Der Berliner Anwalt Ferdinand von Schirach ist bisher mit zwei Story-Bänden in Erscheinung getreten, die bei Kritik und Publikum äußerst erfolgreich waren, und ihm sogar den Kleist-Preis einbrachten. Mit »Der Fall Collini« debütiert von Schirach nun als Roman-Autor. Das Buch um einen jungen Strafverteidiger stellt sich deutlich in die Tradition der Gerichtsthriller, wie man sie von Scott Turow oder John Grisham kennt, ist aber nicht nur schlanker, sondern auch dünner als die Texte der populären US-Autoren.

^^^^^^^^

__Aufgabenstellung__
1. Geben Sie aus dem Abschnitt über Ferdinand von Schirach die Passage von "Der Berliner Anwalt" bis "der populären US-Autoren." buchstabengetreu aus.
2. Fassen Sie den Abschnitt über Ferdinand von Schirach in zwei Sätzen zusammen.
3. Welcher Preis wurde Ferdinand von Schirach laut dem Abschnitt für seine beiden Story-Bände verliehen?
Verwenden Sie ausschließlich den Abschnitt über Ferdinand von Schirach.

^^^^^^^^

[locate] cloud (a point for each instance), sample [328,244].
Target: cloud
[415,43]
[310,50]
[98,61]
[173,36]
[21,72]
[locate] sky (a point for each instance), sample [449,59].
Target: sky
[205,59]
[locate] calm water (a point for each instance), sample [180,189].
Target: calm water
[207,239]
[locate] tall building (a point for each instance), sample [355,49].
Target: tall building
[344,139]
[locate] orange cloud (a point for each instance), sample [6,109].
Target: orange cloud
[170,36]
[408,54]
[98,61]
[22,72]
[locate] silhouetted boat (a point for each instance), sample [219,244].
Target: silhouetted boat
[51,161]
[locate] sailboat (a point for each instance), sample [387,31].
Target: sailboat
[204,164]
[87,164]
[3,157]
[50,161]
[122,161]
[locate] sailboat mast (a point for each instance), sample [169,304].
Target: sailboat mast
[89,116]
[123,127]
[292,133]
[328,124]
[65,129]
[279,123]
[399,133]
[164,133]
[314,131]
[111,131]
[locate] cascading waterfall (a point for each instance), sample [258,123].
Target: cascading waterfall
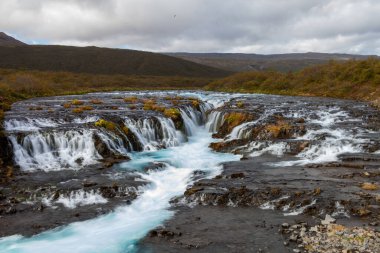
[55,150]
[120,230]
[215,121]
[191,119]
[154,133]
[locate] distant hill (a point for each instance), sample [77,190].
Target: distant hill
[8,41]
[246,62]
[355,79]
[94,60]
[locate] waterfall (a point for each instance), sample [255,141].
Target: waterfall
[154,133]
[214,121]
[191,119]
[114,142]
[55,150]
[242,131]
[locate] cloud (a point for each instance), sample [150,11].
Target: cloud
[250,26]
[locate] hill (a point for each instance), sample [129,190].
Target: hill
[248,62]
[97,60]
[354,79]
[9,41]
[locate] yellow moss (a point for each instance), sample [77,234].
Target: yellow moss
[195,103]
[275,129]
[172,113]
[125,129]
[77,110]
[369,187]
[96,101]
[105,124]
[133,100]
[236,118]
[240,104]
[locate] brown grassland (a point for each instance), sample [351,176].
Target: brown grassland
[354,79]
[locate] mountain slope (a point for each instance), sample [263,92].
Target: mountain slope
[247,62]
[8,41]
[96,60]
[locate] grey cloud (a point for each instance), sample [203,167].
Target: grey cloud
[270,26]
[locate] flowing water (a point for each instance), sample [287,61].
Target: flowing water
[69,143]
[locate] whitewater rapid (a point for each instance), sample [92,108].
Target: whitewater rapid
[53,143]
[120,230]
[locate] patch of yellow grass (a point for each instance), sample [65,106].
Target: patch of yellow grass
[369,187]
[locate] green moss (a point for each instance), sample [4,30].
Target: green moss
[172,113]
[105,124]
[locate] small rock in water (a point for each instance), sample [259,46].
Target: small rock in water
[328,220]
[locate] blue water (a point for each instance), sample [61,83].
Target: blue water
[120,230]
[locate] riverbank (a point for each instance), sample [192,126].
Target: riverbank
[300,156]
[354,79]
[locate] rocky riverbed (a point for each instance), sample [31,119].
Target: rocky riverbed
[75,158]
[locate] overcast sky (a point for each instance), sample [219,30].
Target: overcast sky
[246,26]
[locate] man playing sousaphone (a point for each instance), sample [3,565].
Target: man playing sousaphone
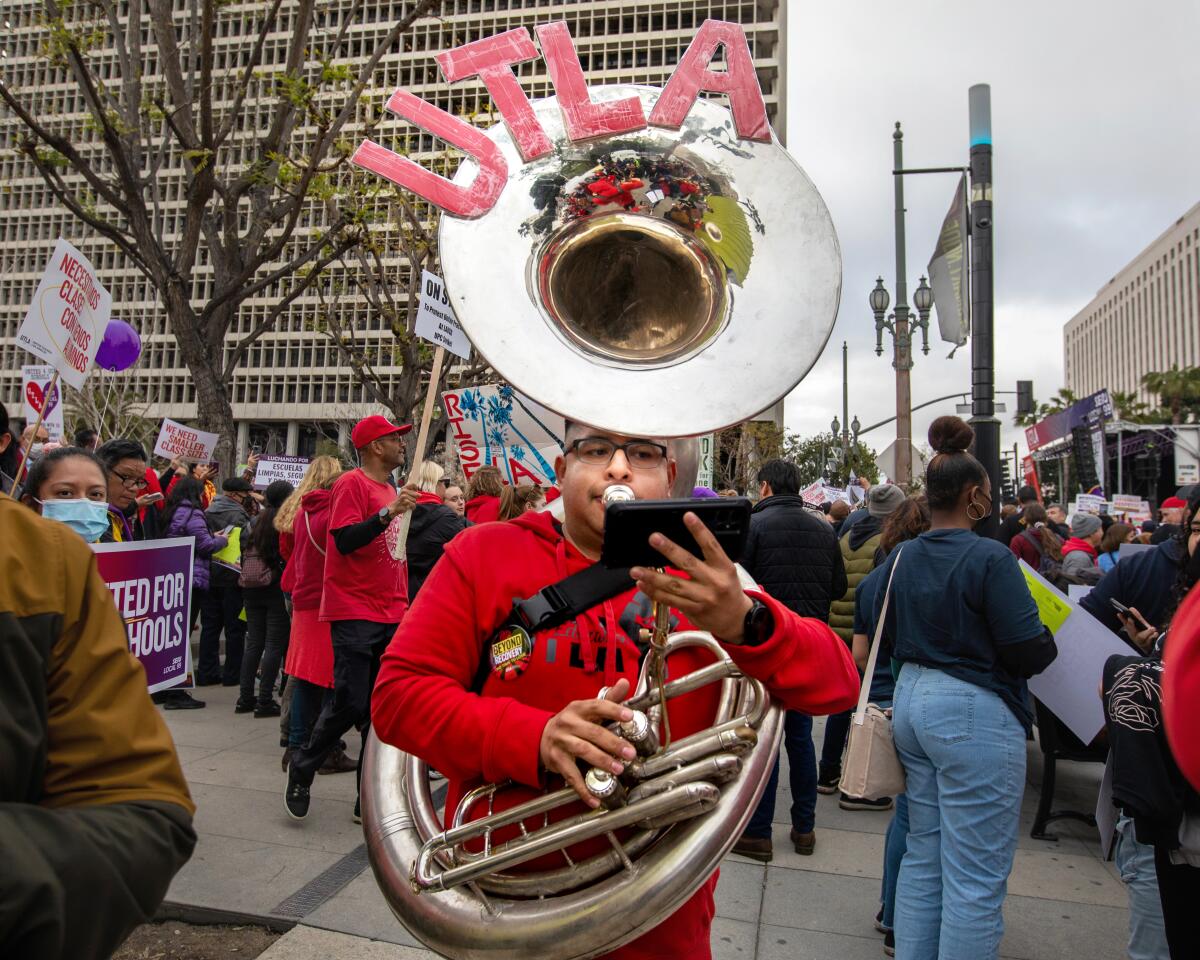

^^^^^^^^

__Ergebnisse je Aufgabe__
1.
Der Berliner Anwalt Ferdinand von Schirach ist bisher mit zwei Story-Bänden in Erscheinung getreten, die bei Kritik und Publikum äußerst erfolgreich waren, und ihm sogar den Kleist-Preis einbrachten. Mit »Der Fall Collini« debütiert von Schirach nun als Roman-Autor. Das Buch um einen jungen Strafverteidiger stellt sich deutlich in die Tradition der Gerichtsthriller, wie man sie von Scott Turow oder John Grisham kennt, ist aber nicht nur schlanker, sondern auch dünner als die Texte der populären US-Autoren.

2. Der Berliner Anwalt Ferdinand von Schirach hatte bisher zwei bei Kritik und Publikum äußerst erfolgreiche Story-Bände veröffentlicht, die ihm den Kleist-Preis einbrachten. Mit »Der Fall Collini« debütiert er nun als Roman-Autor: Das Buch um einen jungen Strafverteidiger steht in der Tradition der Gerichtsthriller von Scott Turow oder John Grisham, ist aber schlanker und dünner als deren Texte.

3. Der Kleist-Preis.